**Page extract**
================
Risk factors of Breast Cancer

Breast is the most common site of cancer in women and accounts for second cause of death in women, first being lung cancer. Some risk factors of breast cancer are followings:

  • The most important being dietary factors especially high fat content (eg. red meat which have high saturated fat and protein content)
  • Women with previous cancer of uterine
  • It is more common in whites than non whites
  • Early menarche (less than 12 years) and late natural menopause (greater than 50 years are at high risk.
  • Late menarche and artificial menopause are at lower risk.
  • Women who had cancer of one breast are high risk of developing the other.
  • There is some evidence that administration of estrogen to post menopausal women has slightly increase risk of cancer but with higher dose and long term use.
  • Late first child birth (after 35 yrs) may also increase risk of developing breast cancer.

Treatment of Breast Cancer:

The type of treatment whether surgical, chemotherapy or combination of both therapies is determined by the extent of disease, patient age and her decision.

Early Breast Cancer Treatment:
Surgery with wide local excision and breast conservation or mastectomy with or with out re-construction is done. Amount of breast tissue to be removed still remains controversial. At one time radical mastectomy was done routinely although still performed, modified radical mastectomy, simple mastectomy or lumpectomy. Lumpectomy only removes cancerous portion of breast and axillary nodes. Radio therapy is given to conserve the breast after wide local excision to reduce local recurrence.

Adjuvant Systemic Treatment:
Tamoxifen adjuvant therapy immediately following surgery is beneficial for estrogen-progesterone receptor positive disease and has reduced the relative risk of women dying from breast cancer by 25%. Most commonly therapy with cyclophosphamide and 5-Flurouracil plus methotrexate for 5 months reduces the absolute by 10% and relative risk of death by 20%.

Advanced Breast Cancer Treatment:
Patient with establish metastasis disease may require endocrine therapy, chemo therapy or radiotherapy. The treatment is not curative but may be of great palliate benefits and consistent often with many years of good quality life. Recently addition of anti HER2 antibodies to chemo therapy has produced a modest survival advantage.
================
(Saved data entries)
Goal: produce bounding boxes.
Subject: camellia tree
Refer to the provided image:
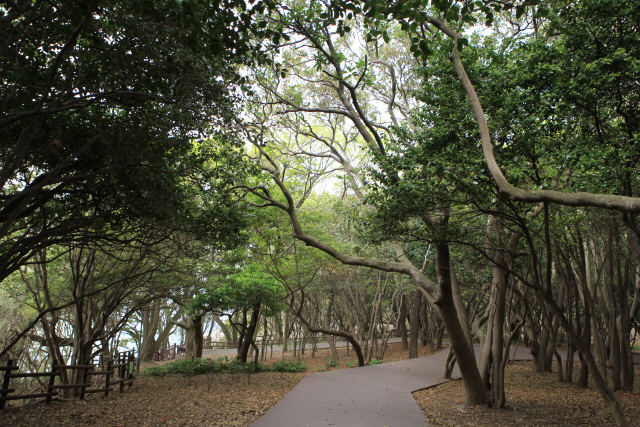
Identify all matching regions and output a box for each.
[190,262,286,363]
================
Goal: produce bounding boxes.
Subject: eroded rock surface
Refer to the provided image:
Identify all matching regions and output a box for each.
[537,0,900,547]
================
**What to do**
According to the breast cancer text, why is radiotherapy given after wide local excision in early breast cancer?

**Response area**
Radiotherapy is given after wide local excision to conserve the breast and to reduce local recurrence.